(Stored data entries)

┌────────

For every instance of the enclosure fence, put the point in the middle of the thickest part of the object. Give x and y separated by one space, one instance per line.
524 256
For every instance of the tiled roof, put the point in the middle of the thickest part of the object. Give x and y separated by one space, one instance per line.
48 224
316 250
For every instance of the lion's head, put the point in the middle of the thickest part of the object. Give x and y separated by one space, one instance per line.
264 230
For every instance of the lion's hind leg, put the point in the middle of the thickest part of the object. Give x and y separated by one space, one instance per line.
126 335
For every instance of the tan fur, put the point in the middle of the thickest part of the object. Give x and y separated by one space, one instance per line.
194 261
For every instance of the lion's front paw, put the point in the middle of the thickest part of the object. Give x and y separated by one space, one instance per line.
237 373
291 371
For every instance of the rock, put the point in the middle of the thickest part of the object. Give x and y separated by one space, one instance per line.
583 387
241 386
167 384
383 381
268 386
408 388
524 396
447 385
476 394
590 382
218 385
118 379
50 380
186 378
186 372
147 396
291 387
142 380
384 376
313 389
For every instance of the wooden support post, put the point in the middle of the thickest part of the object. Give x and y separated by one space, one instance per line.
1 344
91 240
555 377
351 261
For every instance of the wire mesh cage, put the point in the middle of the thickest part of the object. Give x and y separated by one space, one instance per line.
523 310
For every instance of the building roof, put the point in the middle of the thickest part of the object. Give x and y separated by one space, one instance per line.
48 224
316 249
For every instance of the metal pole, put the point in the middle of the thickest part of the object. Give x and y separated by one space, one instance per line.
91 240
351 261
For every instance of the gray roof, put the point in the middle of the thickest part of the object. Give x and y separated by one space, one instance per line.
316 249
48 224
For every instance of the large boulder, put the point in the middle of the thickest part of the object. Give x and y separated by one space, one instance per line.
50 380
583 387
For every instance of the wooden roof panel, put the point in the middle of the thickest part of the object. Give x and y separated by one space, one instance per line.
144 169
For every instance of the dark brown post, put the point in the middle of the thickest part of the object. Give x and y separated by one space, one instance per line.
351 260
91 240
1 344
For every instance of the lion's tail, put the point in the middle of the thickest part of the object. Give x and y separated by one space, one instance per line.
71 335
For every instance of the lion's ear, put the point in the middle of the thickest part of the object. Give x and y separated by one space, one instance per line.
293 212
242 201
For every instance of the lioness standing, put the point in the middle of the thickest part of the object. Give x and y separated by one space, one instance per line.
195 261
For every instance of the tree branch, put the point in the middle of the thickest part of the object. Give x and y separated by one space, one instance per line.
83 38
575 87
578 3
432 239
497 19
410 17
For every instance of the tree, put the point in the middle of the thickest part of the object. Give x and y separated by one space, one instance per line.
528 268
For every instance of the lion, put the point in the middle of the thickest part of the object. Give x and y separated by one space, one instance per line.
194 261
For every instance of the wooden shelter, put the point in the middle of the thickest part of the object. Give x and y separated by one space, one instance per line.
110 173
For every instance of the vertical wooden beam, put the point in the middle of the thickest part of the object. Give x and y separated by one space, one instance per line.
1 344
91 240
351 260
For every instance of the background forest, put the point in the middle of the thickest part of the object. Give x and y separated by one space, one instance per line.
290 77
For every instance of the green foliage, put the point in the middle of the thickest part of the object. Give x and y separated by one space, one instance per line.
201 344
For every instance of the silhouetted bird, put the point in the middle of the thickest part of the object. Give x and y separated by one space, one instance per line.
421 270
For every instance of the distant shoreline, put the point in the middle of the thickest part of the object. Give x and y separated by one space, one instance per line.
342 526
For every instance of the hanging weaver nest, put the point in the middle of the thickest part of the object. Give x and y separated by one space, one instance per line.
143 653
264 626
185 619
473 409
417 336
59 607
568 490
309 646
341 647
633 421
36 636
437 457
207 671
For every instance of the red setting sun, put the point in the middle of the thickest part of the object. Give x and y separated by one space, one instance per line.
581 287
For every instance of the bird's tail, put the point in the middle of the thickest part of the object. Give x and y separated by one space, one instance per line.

└────────

> _Task requirements_: Reproduce the data in full, exactly as presented.

> _Written response_:
For every instance of the enclosure fence, put the point in the middle of the thickest part of the object. Give x and y separated by one space, one instance per line.
524 256
For every instance of the tiled roof, put the point in the middle of the thickest part of the object. Give x and y separated by one space, one instance per line.
48 224
316 250
For every instance of the lion's head, put the point in the middle of the thickest part of the object. Give x and y separated by one space, one instance per line.
264 230
For every instance of the lion's hind leg, put the point in the middle of the thickest part of the object. Give x and y separated by one space, one instance per line.
126 335
For every instance of the tan fur, put the point in the middle of the thickest part of the object. Give x and y separated by one space, one instance per line.
194 261
For every instance of the lion's front paw, put the point in the middle of the thickest part of the object. Give x and y separated by one space, one instance per line.
237 373
291 371
For every instance of the rock, put the point in the middle of the thickest part of the object. Give x and y separated by one space, one instance per line.
583 387
241 386
167 384
383 381
268 386
408 388
524 396
447 385
476 394
590 382
218 385
118 379
50 380
186 378
186 372
147 396
291 387
142 380
384 376
313 389
For every instance of the wooden support post, put the point in the middle of the thickest part of the object. Give x and y separated by one space, one instance per line.
1 344
91 240
555 377
351 261
For every instance of the wire mesh cage, put the point in the middle of the thickest part of the object. Give x and y separated by one space, one instance per line.
523 310
For every instance of the building roof, put the point in the middle of the thickest part of the object. Give x and y separated by one space, one instance per line.
48 224
316 249
For every instance of the metal pole, put the point in the middle of the thickest part of the object. Give x and y separated by one space, one instance per line.
91 240
351 261
For every instance of the gray roof, put the point in the middle of the thickest part of the object. Give x and y separated by one space, one instance per line.
316 249
48 224
For every instance of the large boulder, put the point in the middle of the thickest part of the object. Give x and y separated by one space, one instance per line.
50 380
583 387
For every instance of the wooden roof panel, put the point in the middle of the thickest part of the object. Give x and y separated by one space, one instance per line.
144 169
For every instance of the dark brown post, put the point in the middle of the thickest part of the object. Give x and y separated by one space, one instance per line.
351 260
91 240
1 344
For every instance of the lion's tail, put the point in the middle of the thickest part of the object. Give x and y separated by one space, one instance per line.
71 335
For every instance of the lion's ear, put the point in the middle of the thickest part of the object. Give x and y separated by one space, one instance per line.
293 212
242 201
For every instance of the lioness standing, put the point in the middle of the thickest part of the object. Give x and y separated by one space, one instance per line.
195 261
For every instance of the tree branch, put the point in the middle of the thickest part of the object. Give x and y separated by one space, one instance per line.
83 38
575 87
578 3
432 239
497 19
410 17
For every instance of the tree, put the point in the middle of the thickest part of the object. Give x and y separated by one space, one instance per line.
528 268
For every instance of the lion, put the point in the middle of the thickest part of the object. Give x and y separated by one space, one instance per line.
194 261
For every instance of the wooden shelter, put the point in the middle of the thickest part of the object. Give x and y separated by one space, one instance per line.
110 173
For every instance of the vertical wooden beam, put the point in the middle of the thickest part of the object. Give x and y separated by one space, one instance per line.
1 344
91 240
351 260
For every instance of the background forest, put the point in the middle of the thickest part of the object. Give x and y separated by one space, one instance per line.
290 77
For every instance of the green foliage, put the point in the middle of the thickest part of the object. Give x and y separated by one space, one instance per line.
201 344
For every instance of the silhouetted bird, put the point in the middle of the thickest part of the object. Give x and y separated by one space, one instance per line.
421 270
For every instance of the distant shoreline, put the point in the middle of the thickest part of the object. Give x and y separated by one space, one instance per line.
342 526
For every instance of the hanging weaver nest, put the point in the middle of the thickest part of the object. Give x and y separated by one space, one instance per line.
143 653
264 626
185 619
473 409
417 336
59 607
568 490
309 646
341 647
633 421
36 636
437 457
207 671
For every instance of the red setting sun, put the point in the middle of the thickest part of the object. Give x and y separated by one space, one instance per line.
581 287
For every instance of the bird's tail, put the point in the middle of the thickest part of the object. Give x and y separated by one space, one instance per line.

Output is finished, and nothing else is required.